DATA EXTRACT ::

-*-

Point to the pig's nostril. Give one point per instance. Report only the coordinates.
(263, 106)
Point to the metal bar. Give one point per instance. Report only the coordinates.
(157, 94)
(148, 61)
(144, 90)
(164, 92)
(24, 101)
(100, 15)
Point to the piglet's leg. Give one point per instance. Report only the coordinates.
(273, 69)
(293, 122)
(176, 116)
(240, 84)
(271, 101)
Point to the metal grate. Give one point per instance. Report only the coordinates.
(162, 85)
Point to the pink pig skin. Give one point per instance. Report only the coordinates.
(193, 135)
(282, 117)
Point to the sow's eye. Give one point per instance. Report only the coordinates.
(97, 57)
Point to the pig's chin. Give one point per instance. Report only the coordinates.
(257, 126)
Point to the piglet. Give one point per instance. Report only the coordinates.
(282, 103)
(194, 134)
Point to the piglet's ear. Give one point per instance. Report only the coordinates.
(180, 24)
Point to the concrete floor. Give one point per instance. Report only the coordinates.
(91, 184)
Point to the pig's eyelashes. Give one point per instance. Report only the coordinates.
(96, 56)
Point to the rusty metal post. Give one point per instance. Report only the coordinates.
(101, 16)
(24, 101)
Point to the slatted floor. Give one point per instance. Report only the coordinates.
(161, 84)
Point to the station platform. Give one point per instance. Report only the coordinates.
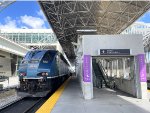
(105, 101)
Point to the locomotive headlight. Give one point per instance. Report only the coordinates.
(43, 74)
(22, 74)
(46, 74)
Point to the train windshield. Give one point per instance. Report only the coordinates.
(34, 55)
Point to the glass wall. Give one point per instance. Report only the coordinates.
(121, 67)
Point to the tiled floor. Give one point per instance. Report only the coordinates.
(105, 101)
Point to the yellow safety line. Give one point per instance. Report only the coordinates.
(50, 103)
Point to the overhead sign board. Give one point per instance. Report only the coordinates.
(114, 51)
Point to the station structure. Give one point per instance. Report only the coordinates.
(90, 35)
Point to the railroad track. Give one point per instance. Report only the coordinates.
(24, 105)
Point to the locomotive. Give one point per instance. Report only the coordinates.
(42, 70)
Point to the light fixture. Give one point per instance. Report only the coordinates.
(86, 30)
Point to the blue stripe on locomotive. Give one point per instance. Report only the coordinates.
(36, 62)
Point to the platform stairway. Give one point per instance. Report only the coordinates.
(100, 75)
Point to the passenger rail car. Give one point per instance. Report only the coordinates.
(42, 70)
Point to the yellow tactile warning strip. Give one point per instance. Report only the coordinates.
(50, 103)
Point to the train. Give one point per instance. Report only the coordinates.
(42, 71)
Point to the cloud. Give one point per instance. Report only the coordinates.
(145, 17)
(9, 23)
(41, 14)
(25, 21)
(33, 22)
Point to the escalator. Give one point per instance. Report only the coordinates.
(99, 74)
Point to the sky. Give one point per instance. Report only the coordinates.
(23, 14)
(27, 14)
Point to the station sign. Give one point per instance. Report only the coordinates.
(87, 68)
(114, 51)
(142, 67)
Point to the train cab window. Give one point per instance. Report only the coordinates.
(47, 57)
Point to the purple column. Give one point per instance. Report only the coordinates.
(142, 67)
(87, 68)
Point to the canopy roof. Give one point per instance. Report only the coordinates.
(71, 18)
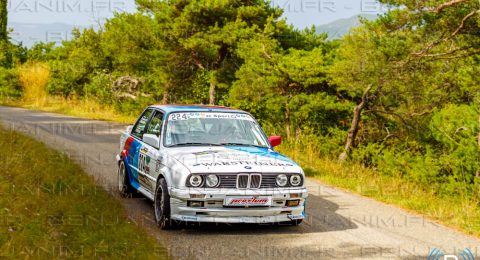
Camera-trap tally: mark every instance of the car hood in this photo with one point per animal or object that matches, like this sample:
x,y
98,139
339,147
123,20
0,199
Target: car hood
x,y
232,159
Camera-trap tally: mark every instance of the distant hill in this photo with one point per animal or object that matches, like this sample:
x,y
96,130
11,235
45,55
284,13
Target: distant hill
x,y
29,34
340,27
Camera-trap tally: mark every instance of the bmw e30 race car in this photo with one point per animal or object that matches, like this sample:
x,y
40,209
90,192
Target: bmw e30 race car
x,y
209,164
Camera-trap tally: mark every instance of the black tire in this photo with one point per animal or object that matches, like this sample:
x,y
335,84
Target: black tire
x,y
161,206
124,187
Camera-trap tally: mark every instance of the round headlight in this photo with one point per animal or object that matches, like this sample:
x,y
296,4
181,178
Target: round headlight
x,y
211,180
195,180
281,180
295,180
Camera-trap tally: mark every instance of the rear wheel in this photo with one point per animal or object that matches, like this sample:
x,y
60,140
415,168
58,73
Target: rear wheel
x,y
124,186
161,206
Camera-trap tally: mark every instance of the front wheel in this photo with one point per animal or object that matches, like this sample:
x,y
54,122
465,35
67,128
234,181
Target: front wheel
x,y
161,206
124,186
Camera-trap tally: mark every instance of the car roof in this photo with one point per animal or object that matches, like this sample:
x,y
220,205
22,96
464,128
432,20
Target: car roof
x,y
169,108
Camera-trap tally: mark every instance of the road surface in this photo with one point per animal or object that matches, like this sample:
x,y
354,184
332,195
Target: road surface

-*-

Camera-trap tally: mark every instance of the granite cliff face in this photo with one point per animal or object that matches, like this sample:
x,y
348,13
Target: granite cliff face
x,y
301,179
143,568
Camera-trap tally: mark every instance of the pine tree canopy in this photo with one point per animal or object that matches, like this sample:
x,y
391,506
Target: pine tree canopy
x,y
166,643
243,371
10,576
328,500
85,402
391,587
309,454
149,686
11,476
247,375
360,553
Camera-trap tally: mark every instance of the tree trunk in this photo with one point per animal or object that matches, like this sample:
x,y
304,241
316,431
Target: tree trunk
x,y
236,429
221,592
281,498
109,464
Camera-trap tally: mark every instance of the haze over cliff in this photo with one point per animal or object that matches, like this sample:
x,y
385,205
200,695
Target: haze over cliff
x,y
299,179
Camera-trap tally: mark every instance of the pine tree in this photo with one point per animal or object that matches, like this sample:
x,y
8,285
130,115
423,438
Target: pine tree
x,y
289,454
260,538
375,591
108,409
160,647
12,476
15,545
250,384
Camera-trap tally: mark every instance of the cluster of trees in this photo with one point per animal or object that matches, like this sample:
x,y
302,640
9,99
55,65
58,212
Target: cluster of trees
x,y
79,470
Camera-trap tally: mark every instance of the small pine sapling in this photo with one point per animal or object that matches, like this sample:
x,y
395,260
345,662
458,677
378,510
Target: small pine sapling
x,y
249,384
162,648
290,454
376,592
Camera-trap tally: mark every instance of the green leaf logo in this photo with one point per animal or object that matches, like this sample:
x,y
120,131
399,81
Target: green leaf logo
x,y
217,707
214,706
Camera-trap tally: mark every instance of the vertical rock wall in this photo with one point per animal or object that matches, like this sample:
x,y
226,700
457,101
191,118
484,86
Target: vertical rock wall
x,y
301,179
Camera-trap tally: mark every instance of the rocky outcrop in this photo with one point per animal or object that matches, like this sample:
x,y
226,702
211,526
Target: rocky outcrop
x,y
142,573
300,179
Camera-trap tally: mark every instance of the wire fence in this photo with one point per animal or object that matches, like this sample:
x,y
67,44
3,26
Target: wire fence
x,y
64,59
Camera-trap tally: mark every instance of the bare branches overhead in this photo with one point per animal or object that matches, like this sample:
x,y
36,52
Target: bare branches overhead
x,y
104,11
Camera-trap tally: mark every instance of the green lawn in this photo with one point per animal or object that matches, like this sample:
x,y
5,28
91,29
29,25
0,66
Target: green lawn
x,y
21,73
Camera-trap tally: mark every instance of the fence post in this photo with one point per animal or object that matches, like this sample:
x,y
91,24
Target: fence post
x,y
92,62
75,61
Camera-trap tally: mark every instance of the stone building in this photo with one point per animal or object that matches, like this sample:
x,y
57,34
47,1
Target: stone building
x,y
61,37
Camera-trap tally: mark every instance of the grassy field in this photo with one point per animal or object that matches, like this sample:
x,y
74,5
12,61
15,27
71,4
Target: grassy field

-*-

Copy out each line in the listing that has the word "grassy".

Camera-trap tally: mark every instance of the grassy field in this photo with one point per animal or object that matches, like this sample:
Target: grassy field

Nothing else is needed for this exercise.